(EXCERPT PROVIDED)
Friedkin is the founder and chairman of the Air Force Heritage Flight Foundation and is "one of ten civilian Heritage Flight pilots qualified to fly in formation with US. Air Force single-ship demonstration teams". Friedkin flies a variety of high-performance vintage military aircraft, performing in aerobatic air shows across North America and Europe with the U.S. Air Force and the Horsemen P-51 Flight Team. He actively collects and flies a warbird collection, including the T-6, P-51 Mustang, F-86 Sabre, Northrop F-5, F6F, F8F, F4U-4, Hawker Hurricane and various models of Spitfire. Friedkin has directed and coordinated over 1,000 hours of helicopter air‐to‐air, ground‐to‐air and in‐cockpit footage. He also owns and pilots Gulfstream aircraft.

An avid golfer, Friedkin built the Congaree golf course in South Carolina that was designed by Tom Fazio. Congaree is ranked No. 42 on Golf Digest's list of America's 100 Greatest Golf Courses. He is owner of Diamond Creek Golf Club in North Carolina which he purchased from Wayne Huizenga in 2012. Diamond Creek Golf Club is ranked as one of America's 100 Greatest Golf Courses by Golf Digest.

(APPLY WHAT YOU READ)
(1) Retype the passage about Friedkin, starting at "Friedkin is the" and ending at "pilots Gulfstream aircraft.".
(2) According to the passage about Friedkin, who designed the Congaree golf course?
The data that comes next is from a separate source.

(EXERCISE DATA)
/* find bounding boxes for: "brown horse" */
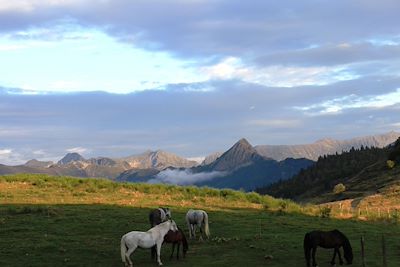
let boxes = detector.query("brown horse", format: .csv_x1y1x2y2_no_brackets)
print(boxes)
164,227,189,260
304,229,353,267
149,207,171,259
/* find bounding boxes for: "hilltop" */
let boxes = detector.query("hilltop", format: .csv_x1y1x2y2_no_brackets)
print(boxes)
257,139,400,203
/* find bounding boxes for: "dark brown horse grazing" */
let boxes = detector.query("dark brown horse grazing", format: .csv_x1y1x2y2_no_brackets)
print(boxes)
149,207,171,259
304,229,353,267
164,227,189,260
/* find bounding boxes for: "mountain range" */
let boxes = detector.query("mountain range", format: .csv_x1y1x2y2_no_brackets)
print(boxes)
257,138,400,203
0,132,400,190
255,131,400,161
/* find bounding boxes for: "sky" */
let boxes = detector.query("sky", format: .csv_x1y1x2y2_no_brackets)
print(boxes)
0,0,400,165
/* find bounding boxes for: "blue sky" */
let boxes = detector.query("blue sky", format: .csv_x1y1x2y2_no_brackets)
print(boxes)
0,0,400,164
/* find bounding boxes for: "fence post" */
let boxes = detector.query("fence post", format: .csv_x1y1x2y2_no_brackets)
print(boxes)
382,234,387,267
361,236,365,267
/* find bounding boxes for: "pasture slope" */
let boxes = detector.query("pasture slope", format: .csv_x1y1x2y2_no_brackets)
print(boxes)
0,175,400,267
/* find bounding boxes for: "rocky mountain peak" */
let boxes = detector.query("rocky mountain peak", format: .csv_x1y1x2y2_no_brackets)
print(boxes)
211,138,262,171
57,152,85,165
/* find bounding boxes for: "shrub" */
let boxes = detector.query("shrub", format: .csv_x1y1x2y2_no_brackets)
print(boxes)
386,160,396,169
319,206,332,218
333,183,346,195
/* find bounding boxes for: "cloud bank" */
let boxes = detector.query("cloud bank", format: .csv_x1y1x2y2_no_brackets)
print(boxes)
149,169,226,185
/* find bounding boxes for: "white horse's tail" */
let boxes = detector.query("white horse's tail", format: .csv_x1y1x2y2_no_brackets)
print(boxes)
203,211,210,238
121,236,126,263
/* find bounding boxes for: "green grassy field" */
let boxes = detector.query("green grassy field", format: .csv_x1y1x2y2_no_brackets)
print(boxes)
0,176,400,267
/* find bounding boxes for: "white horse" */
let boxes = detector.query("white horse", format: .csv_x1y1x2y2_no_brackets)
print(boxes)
121,220,178,267
186,209,210,241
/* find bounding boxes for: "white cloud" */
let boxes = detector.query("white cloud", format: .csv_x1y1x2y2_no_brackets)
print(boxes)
0,0,79,12
0,149,12,156
67,147,89,154
296,88,400,114
248,119,301,128
200,57,358,87
149,169,226,185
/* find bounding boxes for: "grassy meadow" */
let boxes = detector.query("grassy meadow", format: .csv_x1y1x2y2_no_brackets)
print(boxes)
0,175,400,267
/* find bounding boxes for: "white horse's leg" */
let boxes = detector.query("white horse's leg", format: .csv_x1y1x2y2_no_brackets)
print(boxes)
199,222,203,241
125,246,137,266
157,243,163,266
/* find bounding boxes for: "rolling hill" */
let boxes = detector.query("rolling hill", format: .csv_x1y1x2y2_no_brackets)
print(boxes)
255,131,400,161
257,139,400,203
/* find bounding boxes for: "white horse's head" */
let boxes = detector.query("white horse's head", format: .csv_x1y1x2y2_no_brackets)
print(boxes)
164,208,171,219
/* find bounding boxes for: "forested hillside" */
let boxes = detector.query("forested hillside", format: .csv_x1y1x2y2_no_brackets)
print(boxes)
257,140,400,202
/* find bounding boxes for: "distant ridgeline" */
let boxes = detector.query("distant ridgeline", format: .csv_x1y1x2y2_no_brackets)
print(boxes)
256,138,400,202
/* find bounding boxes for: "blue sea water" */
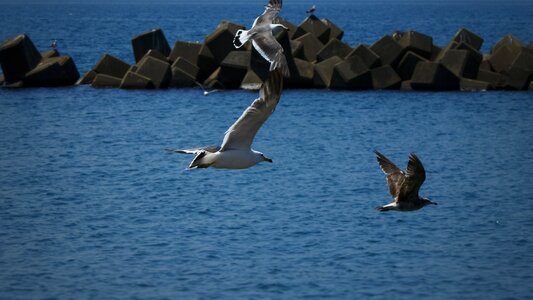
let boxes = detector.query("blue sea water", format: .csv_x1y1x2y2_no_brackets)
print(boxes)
0,1,533,299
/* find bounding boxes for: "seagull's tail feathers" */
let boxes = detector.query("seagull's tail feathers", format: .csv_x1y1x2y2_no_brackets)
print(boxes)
233,29,252,48
189,151,213,169
270,52,290,78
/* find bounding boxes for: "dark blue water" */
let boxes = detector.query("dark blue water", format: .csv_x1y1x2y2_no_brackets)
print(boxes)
0,2,533,299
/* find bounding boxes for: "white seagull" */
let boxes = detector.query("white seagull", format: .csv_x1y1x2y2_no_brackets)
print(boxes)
167,69,283,169
233,0,289,77
374,151,437,211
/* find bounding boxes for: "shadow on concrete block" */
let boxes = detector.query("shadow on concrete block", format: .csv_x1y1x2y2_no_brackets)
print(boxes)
316,39,352,62
313,56,343,88
120,71,155,89
0,34,42,84
370,65,402,90
168,41,202,65
91,74,122,88
23,56,80,87
370,35,405,67
136,56,172,89
131,28,170,62
330,56,372,90
411,62,460,90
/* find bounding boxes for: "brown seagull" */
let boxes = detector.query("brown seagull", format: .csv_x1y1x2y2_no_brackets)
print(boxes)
374,151,437,211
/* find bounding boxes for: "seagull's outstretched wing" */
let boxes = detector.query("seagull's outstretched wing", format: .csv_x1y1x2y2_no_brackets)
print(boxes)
252,0,282,27
165,146,220,154
220,70,283,152
374,151,405,198
250,0,289,77
252,36,289,77
398,153,426,201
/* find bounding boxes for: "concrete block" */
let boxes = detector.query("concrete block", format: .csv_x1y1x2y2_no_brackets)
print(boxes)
316,39,352,62
330,56,372,90
120,71,155,89
440,49,481,79
511,47,533,72
91,73,122,88
295,33,324,62
452,28,483,51
396,51,428,81
203,67,226,89
411,62,460,90
93,54,130,78
490,34,526,54
398,31,433,59
322,19,344,41
504,67,533,91
479,59,493,71
272,16,297,40
476,69,505,89
287,58,315,88
218,51,252,89
370,35,405,67
168,41,202,65
41,49,61,58
240,69,263,90
204,21,244,64
249,47,270,81
0,34,41,84
293,15,331,44
345,44,381,69
76,70,98,85
429,45,442,61
489,45,520,73
459,78,492,92
23,56,80,86
170,56,200,87
313,56,342,88
370,65,402,90
131,28,170,62
400,80,413,91
143,49,168,62
136,56,172,89
290,40,305,57
272,29,301,82
196,44,220,82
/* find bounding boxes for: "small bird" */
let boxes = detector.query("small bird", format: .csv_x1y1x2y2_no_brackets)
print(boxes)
233,0,289,77
374,151,437,211
166,69,283,169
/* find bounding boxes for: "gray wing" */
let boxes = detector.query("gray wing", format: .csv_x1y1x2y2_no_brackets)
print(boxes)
165,146,220,154
252,37,289,77
220,70,283,152
252,0,282,27
374,151,405,198
398,153,426,201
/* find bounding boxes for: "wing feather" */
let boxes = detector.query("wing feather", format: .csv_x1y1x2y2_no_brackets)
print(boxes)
374,151,405,198
398,153,426,201
220,70,283,152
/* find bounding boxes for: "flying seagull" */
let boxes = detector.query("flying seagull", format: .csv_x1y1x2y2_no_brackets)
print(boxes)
233,0,289,77
167,69,283,169
374,151,437,211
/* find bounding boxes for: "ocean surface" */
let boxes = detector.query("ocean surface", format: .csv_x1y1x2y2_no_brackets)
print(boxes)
0,0,533,299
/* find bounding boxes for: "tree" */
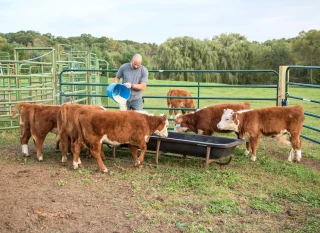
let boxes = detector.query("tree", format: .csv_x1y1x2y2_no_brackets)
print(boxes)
292,30,320,84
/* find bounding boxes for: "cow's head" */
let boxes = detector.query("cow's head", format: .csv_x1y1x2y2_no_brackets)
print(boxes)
217,109,238,131
154,115,169,138
174,113,189,132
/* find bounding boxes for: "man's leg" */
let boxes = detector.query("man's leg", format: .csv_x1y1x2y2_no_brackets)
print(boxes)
127,98,143,111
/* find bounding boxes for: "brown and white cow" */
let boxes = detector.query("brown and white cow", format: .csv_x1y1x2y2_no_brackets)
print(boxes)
57,104,105,163
167,89,195,118
73,109,168,172
217,105,304,162
12,102,60,161
174,102,250,136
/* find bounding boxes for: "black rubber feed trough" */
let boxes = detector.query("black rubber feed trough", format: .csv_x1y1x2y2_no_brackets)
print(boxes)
147,132,244,169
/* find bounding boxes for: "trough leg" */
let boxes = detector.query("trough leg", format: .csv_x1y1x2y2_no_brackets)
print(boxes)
112,146,116,158
203,146,211,170
156,140,161,165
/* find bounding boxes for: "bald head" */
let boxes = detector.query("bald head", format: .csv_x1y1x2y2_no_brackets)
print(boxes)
131,54,142,69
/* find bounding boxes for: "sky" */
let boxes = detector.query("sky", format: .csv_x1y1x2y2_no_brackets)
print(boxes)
0,0,320,44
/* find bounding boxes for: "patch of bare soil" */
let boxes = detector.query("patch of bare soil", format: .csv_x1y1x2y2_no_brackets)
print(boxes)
0,142,180,233
0,161,145,232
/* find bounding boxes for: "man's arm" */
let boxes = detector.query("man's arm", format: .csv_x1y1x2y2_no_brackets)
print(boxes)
128,82,147,91
113,76,120,83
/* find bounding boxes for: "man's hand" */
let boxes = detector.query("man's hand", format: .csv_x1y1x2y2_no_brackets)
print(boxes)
123,83,131,89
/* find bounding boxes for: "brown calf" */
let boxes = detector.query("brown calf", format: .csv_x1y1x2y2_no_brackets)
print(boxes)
167,89,195,118
73,109,168,172
174,102,250,136
57,104,105,163
12,102,60,161
217,105,304,162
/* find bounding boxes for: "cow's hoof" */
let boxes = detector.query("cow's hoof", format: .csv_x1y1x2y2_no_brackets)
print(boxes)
73,162,79,170
244,149,250,156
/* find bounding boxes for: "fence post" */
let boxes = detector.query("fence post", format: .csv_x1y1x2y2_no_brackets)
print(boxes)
277,66,288,106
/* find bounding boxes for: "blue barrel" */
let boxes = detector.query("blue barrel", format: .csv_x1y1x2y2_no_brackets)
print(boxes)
107,83,131,103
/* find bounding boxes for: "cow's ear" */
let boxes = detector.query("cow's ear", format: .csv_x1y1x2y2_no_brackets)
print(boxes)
232,112,237,120
174,117,182,124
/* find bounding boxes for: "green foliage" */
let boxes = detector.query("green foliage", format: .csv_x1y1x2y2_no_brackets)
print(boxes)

(ANSWER SECTION)
(1)
Friedkin is the founder and chairman of the Air Force Heritage Flight Foundation and is "one of ten civilian Heritage Flight pilots qualified to fly in formation with US. Air Force single-ship demonstration teams". Friedkin flies a variety of high-performance vintage military aircraft, performing in aerobatic air shows across North America and Europe with the U.S. Air Force and the Horsemen P-51 Flight Team. He actively collects and flies a warbird collection, including the T-6, P-51 Mustang, F-86 Sabre, Northrop F-5, F6F, F8F, F4U-4, Hawker Hurricane and various models of Spitfire. Friedkin has directed and coordinated over 1,000 hours of helicopter air‐to‐air, ground‐to‐air and in‐cockpit footage. He also owns and pilots Gulfstream aircraft.

(2) Tom Fazio